BEGIN Given records

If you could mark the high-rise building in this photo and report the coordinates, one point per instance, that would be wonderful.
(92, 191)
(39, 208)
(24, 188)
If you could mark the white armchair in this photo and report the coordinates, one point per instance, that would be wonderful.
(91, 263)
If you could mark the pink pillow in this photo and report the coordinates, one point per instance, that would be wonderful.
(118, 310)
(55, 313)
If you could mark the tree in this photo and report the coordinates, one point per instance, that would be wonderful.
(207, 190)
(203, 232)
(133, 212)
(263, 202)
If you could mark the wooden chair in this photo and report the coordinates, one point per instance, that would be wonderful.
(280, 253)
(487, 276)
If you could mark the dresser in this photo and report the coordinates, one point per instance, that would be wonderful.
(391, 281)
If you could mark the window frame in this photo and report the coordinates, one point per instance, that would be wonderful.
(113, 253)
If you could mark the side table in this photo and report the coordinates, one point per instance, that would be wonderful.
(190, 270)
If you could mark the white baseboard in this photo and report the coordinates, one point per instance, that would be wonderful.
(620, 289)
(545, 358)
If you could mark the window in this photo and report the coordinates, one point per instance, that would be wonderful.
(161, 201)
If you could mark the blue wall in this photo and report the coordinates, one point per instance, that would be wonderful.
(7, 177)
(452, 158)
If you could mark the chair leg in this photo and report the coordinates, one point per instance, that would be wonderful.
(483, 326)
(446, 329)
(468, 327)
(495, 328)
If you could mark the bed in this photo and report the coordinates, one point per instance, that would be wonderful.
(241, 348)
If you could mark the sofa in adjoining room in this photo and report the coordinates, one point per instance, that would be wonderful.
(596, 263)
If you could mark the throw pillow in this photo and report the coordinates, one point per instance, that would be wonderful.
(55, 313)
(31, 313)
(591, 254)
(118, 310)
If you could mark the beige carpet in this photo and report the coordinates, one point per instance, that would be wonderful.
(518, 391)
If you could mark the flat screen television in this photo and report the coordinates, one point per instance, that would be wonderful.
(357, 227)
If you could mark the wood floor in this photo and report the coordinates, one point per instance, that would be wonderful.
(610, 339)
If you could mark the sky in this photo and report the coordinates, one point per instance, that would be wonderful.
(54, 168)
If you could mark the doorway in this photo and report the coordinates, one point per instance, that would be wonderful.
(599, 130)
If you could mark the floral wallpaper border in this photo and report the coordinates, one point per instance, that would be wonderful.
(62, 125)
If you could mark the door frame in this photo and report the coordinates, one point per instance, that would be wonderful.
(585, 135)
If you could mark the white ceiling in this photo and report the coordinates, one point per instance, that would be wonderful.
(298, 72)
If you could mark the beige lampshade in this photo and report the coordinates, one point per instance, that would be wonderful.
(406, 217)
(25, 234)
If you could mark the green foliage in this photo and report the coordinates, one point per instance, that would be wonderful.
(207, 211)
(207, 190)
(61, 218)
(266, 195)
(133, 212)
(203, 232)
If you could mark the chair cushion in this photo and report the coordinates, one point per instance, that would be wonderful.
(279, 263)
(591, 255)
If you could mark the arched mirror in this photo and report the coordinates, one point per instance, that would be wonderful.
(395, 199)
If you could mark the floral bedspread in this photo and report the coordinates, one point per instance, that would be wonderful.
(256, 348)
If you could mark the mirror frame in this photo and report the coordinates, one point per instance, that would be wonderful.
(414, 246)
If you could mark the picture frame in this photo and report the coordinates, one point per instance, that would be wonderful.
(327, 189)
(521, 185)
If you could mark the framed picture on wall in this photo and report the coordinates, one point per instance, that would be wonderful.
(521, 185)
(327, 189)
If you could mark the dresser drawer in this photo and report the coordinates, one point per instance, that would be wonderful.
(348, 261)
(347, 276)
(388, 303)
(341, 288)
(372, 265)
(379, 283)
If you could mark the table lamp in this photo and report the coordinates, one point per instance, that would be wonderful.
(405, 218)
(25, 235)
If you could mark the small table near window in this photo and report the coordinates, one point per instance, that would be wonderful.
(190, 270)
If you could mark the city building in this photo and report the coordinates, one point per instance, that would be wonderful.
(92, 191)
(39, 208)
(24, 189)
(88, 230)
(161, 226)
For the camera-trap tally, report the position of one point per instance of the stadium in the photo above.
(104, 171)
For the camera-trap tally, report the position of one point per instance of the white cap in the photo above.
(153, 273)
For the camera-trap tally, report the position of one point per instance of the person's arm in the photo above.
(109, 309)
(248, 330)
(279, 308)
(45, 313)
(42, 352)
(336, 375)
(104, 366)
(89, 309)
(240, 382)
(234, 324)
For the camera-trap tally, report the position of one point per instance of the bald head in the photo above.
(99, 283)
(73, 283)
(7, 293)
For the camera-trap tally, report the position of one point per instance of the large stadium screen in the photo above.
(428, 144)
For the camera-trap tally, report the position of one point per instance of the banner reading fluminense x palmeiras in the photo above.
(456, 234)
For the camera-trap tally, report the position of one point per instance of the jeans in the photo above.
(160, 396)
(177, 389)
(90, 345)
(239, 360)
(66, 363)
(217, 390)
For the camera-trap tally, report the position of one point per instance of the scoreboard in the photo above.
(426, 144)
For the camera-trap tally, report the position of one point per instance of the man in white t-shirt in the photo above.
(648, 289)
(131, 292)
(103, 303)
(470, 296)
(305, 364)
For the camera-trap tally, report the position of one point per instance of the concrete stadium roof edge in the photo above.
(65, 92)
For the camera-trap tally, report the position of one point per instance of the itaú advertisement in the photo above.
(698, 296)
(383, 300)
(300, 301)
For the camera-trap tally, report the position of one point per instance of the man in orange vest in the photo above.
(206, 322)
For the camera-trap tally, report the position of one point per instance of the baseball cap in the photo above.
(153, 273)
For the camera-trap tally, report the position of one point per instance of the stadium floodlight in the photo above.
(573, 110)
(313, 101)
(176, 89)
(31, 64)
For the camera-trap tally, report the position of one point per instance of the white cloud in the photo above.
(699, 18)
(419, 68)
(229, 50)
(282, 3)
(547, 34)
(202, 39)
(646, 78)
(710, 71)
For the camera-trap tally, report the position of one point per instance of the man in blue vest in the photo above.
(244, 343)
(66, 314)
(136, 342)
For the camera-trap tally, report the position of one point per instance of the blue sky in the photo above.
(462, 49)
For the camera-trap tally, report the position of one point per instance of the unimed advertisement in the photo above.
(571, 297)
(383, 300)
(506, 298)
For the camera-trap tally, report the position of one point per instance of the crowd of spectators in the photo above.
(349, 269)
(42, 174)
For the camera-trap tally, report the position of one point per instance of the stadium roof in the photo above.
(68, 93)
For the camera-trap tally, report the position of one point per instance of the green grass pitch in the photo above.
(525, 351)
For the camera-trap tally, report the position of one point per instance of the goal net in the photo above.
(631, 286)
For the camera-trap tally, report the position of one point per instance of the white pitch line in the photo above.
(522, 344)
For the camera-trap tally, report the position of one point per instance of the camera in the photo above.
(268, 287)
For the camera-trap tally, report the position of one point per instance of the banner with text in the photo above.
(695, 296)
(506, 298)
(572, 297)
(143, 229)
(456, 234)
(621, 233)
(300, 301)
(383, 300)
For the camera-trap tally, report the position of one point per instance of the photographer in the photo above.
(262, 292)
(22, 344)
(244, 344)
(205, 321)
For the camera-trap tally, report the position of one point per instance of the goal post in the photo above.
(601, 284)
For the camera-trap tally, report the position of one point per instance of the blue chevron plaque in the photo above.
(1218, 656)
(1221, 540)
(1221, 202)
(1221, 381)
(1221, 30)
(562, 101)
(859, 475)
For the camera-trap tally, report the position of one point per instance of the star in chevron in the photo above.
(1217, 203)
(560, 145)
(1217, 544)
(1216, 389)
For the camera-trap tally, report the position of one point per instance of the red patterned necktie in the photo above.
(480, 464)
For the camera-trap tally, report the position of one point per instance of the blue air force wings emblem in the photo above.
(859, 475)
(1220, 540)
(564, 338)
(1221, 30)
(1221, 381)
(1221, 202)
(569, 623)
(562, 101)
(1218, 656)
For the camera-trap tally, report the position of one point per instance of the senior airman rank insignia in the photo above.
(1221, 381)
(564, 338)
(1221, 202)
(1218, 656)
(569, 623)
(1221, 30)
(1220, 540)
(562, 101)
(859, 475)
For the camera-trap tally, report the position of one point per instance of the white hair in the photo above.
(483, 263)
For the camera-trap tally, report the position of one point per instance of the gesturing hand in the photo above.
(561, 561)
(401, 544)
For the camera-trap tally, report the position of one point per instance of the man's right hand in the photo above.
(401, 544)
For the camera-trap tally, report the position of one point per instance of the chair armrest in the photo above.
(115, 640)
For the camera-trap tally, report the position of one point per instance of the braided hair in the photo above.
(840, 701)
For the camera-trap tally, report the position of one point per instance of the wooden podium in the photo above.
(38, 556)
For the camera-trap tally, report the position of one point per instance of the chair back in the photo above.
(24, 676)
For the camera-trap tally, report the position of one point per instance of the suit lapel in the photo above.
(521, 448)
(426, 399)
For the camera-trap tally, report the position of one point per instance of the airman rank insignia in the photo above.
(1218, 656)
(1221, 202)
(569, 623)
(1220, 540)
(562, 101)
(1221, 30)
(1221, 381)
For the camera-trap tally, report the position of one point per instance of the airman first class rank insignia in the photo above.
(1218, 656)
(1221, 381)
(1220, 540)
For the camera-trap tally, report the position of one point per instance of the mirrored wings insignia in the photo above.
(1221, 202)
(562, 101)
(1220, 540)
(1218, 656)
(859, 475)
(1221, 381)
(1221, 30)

END Given records

*Problem*
Begin with the line that contains "wings insignia in the photo above." and set down each line exactly until the records above end, including the final line.

*Reply*
For the camera-trap tally, report the position of one point per instance of the mirrored wings insignia in the photo above.
(1221, 202)
(562, 101)
(1220, 540)
(1218, 656)
(859, 475)
(1221, 381)
(1221, 30)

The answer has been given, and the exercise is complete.